### What is required
In the records below, locate the line containing "white knee pad."; output that line and every following line through the last, exactly.

====== Source records ======

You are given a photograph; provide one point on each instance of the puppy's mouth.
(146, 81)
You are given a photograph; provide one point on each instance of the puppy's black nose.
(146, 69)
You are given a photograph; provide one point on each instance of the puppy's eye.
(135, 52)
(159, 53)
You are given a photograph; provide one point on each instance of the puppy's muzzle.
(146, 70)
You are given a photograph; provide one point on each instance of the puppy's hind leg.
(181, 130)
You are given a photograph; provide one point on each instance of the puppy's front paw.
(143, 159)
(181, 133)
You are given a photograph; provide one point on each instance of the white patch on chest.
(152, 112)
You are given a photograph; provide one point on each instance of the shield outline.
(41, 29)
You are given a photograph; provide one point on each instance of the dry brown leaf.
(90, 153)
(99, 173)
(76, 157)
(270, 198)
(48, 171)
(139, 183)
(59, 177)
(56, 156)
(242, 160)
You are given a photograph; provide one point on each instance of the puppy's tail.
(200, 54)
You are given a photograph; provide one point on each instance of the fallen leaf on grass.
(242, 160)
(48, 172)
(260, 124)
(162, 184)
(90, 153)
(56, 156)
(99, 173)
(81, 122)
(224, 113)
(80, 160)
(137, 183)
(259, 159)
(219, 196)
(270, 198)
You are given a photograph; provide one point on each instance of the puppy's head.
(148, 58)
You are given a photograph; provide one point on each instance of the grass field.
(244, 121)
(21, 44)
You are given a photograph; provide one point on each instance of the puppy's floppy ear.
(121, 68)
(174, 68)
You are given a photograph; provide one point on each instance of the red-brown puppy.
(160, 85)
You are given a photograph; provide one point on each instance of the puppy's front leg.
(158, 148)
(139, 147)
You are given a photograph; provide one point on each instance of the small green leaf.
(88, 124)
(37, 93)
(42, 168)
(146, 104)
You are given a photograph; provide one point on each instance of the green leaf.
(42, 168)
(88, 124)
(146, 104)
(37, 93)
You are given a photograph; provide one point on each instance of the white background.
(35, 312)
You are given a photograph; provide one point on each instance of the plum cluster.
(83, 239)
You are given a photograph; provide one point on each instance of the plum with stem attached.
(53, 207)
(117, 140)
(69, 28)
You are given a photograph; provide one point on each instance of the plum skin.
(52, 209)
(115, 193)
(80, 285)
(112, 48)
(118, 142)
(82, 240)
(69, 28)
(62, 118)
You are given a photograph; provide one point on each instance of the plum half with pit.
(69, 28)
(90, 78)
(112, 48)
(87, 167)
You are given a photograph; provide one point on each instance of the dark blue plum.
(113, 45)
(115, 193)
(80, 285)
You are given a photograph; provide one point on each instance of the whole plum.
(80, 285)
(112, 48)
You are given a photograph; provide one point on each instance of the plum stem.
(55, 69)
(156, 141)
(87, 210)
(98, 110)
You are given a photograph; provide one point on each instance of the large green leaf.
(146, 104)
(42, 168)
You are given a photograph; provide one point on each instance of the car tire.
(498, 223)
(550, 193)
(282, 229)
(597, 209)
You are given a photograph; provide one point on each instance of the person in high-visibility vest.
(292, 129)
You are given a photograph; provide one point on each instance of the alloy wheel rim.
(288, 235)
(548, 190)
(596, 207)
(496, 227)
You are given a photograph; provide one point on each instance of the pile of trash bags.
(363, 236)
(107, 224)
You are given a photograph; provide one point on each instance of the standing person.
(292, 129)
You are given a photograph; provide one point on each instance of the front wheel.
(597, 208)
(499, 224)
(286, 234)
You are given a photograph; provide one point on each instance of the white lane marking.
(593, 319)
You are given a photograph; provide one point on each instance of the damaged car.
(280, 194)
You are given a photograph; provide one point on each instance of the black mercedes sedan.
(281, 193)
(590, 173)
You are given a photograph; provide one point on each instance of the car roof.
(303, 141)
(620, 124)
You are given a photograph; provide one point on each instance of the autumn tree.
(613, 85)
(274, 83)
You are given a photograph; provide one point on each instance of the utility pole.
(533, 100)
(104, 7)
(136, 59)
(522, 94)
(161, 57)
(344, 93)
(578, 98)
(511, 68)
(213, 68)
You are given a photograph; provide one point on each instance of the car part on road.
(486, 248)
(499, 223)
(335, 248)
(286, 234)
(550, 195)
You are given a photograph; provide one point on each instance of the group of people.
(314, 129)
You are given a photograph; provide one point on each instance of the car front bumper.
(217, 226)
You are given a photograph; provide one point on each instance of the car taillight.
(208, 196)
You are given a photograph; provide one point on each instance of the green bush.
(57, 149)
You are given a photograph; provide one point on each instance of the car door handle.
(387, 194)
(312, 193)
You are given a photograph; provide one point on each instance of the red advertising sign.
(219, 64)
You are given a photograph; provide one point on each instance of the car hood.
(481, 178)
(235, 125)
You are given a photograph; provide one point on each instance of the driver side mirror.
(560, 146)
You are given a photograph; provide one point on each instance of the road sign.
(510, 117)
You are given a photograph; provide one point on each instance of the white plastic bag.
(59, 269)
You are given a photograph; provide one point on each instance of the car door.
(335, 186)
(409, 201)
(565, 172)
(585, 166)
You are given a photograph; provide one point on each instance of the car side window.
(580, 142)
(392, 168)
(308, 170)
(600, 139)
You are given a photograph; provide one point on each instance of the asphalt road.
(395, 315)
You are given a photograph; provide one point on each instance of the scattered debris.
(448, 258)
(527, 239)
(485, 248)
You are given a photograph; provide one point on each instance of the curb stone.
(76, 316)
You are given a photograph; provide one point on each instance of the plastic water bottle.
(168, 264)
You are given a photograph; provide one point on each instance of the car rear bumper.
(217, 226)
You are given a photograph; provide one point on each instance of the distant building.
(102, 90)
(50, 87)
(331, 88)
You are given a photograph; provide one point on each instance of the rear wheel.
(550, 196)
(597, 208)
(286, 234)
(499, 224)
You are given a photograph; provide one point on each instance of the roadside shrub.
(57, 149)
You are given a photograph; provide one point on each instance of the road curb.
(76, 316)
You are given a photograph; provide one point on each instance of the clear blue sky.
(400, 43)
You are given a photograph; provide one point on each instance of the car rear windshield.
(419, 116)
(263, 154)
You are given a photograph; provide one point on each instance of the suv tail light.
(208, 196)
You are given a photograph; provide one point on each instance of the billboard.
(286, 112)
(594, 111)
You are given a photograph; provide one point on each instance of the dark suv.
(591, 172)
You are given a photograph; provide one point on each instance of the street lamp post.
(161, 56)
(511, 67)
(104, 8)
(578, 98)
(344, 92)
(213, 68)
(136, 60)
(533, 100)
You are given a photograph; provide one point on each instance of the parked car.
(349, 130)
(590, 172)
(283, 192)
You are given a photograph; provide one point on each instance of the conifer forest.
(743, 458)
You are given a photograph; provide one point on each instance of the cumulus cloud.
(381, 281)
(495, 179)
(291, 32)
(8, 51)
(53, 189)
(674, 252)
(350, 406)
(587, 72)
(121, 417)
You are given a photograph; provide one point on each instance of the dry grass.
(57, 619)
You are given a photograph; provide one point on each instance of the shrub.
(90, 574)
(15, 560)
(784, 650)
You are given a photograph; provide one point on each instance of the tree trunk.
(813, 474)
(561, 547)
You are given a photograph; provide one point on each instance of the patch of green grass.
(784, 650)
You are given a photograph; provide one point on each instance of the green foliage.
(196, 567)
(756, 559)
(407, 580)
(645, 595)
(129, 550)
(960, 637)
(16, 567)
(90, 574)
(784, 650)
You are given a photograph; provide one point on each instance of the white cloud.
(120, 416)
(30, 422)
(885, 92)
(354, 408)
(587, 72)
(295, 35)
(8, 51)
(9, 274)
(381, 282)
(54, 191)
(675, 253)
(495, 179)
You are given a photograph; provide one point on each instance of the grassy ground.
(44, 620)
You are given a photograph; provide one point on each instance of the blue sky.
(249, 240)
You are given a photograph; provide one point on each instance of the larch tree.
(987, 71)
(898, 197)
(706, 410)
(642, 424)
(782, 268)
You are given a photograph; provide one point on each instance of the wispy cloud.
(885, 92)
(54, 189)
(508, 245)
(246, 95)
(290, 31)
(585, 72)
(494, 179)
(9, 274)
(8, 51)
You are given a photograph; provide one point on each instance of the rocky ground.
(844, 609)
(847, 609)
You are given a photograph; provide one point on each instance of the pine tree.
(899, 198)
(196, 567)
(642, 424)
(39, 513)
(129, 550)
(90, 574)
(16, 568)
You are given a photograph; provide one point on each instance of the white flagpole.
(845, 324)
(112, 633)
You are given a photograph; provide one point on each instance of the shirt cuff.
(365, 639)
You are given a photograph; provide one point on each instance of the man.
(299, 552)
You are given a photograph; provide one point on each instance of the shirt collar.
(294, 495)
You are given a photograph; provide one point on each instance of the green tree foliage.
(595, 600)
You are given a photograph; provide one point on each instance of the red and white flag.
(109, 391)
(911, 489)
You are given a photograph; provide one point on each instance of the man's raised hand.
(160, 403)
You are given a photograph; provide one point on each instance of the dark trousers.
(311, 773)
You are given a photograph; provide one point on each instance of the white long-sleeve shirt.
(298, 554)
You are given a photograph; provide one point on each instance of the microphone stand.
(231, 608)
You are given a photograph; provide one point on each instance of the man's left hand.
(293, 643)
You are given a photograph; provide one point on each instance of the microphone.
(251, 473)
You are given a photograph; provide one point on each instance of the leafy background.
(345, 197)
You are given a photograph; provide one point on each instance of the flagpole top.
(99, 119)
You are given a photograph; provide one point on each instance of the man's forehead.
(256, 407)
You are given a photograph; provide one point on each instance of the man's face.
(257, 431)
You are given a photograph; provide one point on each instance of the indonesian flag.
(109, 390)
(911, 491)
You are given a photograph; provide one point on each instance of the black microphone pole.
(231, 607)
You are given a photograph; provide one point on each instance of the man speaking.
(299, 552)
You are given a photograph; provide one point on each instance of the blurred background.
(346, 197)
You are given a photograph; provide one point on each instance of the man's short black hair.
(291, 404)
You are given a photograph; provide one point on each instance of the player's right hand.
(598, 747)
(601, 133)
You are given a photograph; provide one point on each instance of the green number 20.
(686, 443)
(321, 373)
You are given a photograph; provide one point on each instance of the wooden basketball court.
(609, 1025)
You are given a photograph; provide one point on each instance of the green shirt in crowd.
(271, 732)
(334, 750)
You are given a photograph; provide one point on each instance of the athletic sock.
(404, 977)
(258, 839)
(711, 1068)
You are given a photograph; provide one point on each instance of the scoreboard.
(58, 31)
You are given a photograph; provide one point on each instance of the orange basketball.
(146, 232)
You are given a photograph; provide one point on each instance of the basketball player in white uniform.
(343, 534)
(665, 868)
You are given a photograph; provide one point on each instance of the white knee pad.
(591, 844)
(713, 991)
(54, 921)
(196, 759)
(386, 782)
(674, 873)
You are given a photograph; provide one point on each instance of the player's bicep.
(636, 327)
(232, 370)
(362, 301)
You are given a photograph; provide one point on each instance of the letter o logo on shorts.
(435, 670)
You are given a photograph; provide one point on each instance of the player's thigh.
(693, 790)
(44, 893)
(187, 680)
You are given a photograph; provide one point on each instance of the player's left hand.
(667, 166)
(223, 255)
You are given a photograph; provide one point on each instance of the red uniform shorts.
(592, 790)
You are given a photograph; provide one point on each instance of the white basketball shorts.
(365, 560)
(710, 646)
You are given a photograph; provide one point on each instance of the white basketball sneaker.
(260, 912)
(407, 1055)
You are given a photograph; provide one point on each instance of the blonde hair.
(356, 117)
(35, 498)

======

### Full output
You are given a photograph; provide one point on each instance of the white knee pad.
(591, 844)
(713, 991)
(54, 921)
(196, 759)
(386, 782)
(674, 873)
You are given a photograph; provide one point on each instance of the player's bicep.
(636, 327)
(232, 370)
(362, 301)
You are given a photograph; provide one point on each instance of the letter o logo on shorts.
(435, 670)
You are given a photograph; provide one point on each instance of the player's thigh.
(693, 790)
(44, 893)
(187, 680)
You are given a photograph; provide one point on each instance of the player's left hand.
(667, 166)
(223, 255)
You are given a photograph; provide one point on each instance of the red uniform shorts.
(592, 790)
You are given a photograph; provide one point on each instance of the white basketball shorts.
(365, 560)
(710, 646)
You are given a photograph; provide one point on each instance of the white basketball sneaker.
(260, 912)
(407, 1055)
You are given a photograph; provide one point on each instance of the blonde hair.
(356, 117)
(35, 498)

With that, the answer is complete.